#### Your instructions:
Retype each record below word for word. Leave the pictures out.

#### Information supplied:
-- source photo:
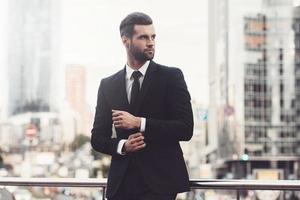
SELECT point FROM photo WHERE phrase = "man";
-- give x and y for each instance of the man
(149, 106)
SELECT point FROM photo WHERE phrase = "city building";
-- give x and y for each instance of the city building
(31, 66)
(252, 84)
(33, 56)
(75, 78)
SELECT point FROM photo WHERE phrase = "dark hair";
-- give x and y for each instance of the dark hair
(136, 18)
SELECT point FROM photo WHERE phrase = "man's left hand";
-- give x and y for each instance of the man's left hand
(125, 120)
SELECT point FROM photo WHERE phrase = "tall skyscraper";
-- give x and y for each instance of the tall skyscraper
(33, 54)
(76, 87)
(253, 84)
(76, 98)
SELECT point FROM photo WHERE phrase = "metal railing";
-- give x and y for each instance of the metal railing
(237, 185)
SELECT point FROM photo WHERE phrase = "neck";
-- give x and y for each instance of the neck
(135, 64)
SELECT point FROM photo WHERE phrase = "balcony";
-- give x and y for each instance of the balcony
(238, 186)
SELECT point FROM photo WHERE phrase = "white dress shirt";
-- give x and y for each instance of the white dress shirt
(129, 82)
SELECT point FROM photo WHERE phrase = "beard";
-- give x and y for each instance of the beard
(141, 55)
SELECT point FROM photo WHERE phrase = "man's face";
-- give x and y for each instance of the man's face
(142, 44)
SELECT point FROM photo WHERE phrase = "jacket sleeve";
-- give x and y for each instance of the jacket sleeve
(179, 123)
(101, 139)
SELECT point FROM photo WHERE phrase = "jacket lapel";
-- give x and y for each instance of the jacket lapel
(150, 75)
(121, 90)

#### Full answer:
-- source photo:
SELECT point FROM photo WHERE phrase = "man";
-- give x and y for each instance of the man
(149, 106)
SELECT point FROM photo WHERE phrase = "city building";
-- give x and y for each instance of the city building
(31, 66)
(252, 84)
(33, 56)
(75, 78)
SELECT point FROM photo WHERE phrase = "dark hair";
-- give x and y for each instance of the dark hair
(136, 18)
SELECT point FROM photo WHERE phrase = "man's left hand";
-- give x and y for each instance of the man's left hand
(125, 120)
SELECT point FROM photo WHERE phrase = "tall skyscraper";
-- give x and y for each instance of the tall skyscraper
(33, 54)
(76, 87)
(253, 84)
(76, 98)
SELECT point FROM photo WHERE phrase = "metal railing";
-- give x and y for each instance of the metal railing
(237, 185)
SELECT point FROM photo WHERE phrase = "neck";
-- give x and y for each instance of the neck
(135, 64)
SELECT point FROM photo WHERE phrase = "balcony";
-- give x and y for each instance of the balcony
(238, 186)
SELECT point FROM photo WHERE phrase = "white dress shirt";
-- give x and y for each instance of the white dress shirt
(129, 82)
SELECT point FROM photo WHERE phrase = "beard";
-- give x and y for each instance of the beard
(141, 55)
SELECT point FROM photo WHERE phrase = "man's face";
-- give x and y for each instance of the man's face
(142, 44)
SELECT point FROM photo WHERE phrase = "jacket sleeve";
-- give x and y for each instance of the jacket sleeve
(179, 123)
(101, 139)
SELECT point FROM photo WHERE phrase = "jacket lapel";
-- give x and y for each instance of the jacket lapel
(150, 75)
(121, 90)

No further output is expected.